═══ TEXT UNDER STUDY ═══

Pilot project with compostable bags for biodegradable waste successfully completed
In September 2011, more than 21,000 households in the districts of Prenzlauer Berg and Hellersdorf each received a test package with 10 organic waste bags. Moreover, 3700 households in Hellersdorf were additionally given a pre-sorting kitchen container to make it easier to collect organic waste. Approximately 80% of the residents surveyed were satisfied with the bags for collecting the organic waste. Incorrect disposal, in other words, the number of conventional, non-biodegradable bags that ended up in the organic waste bins, fell sharply during the trial. In Prenzlauer Berg, incorrect disposal fell by 37% and in Hellersdorf by as much as 67%. The amount of organic waste collected during the project was very encouraging and increased by about 10% in the fourth quarter of 2011. This rise ran counter to the normal seasonal trend: During the same time span, the quantity of organic waste in other districts of Berlin fell by 20%.
Each participating household received the test package with the organic waste bags made of BASF’s biodegradable and compostable plastic Ecovio FS by bulk mail together with information material, free of charge. The residents were asked to use the bags to collect their organic waste in the following three months.
Results of the pilot project: improved hygiene in organic waste collection
According to a survey by the University of Mannheim, which had already conducted the analysis of a previous project, almost 80% of residents in both of these Berlin districts were satisfied or very satisfied with the new organic waste bags. Previously, almost 30% of those surveyed had not regularly separated their organic garbage because of the dirty collecting containers, while 23% had not done so because of the unpleasant odor.
Thanks to the Ecovio bags, the disposal of biodegradable garbage is cleaner, more hygienic and less complicated. The bags not only prevent odors and keep out insects, but also mean that it is no longer necessary to wash and clean the container in which the organic waste is collected. The air-permeable Ecovio bags also ensure that the organic waste dries and smells less than it does in conventional bags. Consequently, the Ecovio bags are easier to handle since they do not have to be taken out of the kitchen every day. The bags are predominantly bio-based and meet European standard EN 13432 for compostable plastics. In accordance with the amendment to the German Organic Waste Regulations at the end of 2011, the bags can be used to collect organic waste.

═══ DATASET RECORDS ═══

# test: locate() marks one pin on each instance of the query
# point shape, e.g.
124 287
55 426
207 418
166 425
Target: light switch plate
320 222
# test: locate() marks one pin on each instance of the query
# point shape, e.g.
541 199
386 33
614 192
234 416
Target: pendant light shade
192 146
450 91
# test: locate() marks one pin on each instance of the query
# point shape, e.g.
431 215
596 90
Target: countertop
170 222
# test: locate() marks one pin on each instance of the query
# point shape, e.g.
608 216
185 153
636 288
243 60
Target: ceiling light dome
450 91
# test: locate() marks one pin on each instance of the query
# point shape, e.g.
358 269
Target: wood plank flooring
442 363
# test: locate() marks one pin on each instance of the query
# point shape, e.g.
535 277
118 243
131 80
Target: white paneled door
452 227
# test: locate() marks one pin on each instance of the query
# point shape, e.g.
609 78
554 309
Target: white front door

═══

→ **WORK REQUEST**
Pick up the article about the Berlin pilot project with compostable organic waste bags and continue it from its last sentence.

→ **YOUR RESPONSE**
“For us, it was crucial that the residents accepted the bags, that incorrect disposal decreased, and that organic waste collection was more convenient for the residents. A higher level of acceptance for organic waste collection also contributes to increasing the volumes of separated waste. Starting in 2013, our fermentation plant will produce biogas to power our garbage trucks and the fermentation residues will then be processed into compost,” explained Frieder Söling of Berliner Stadtreinigung (BSR).
The Kanthak & Adam engineering office, a consulting firm for projects involving waste management in Berlin that looked into the quality of the organic waste and of the compost, drew a positive interim balance: “After two-thirds of the composting time, the bags made of Ecovio FS had degraded in the composting plant and did not adversely affect the quality of the compost,” said Manfred Kanthak of Kanthak & Adam.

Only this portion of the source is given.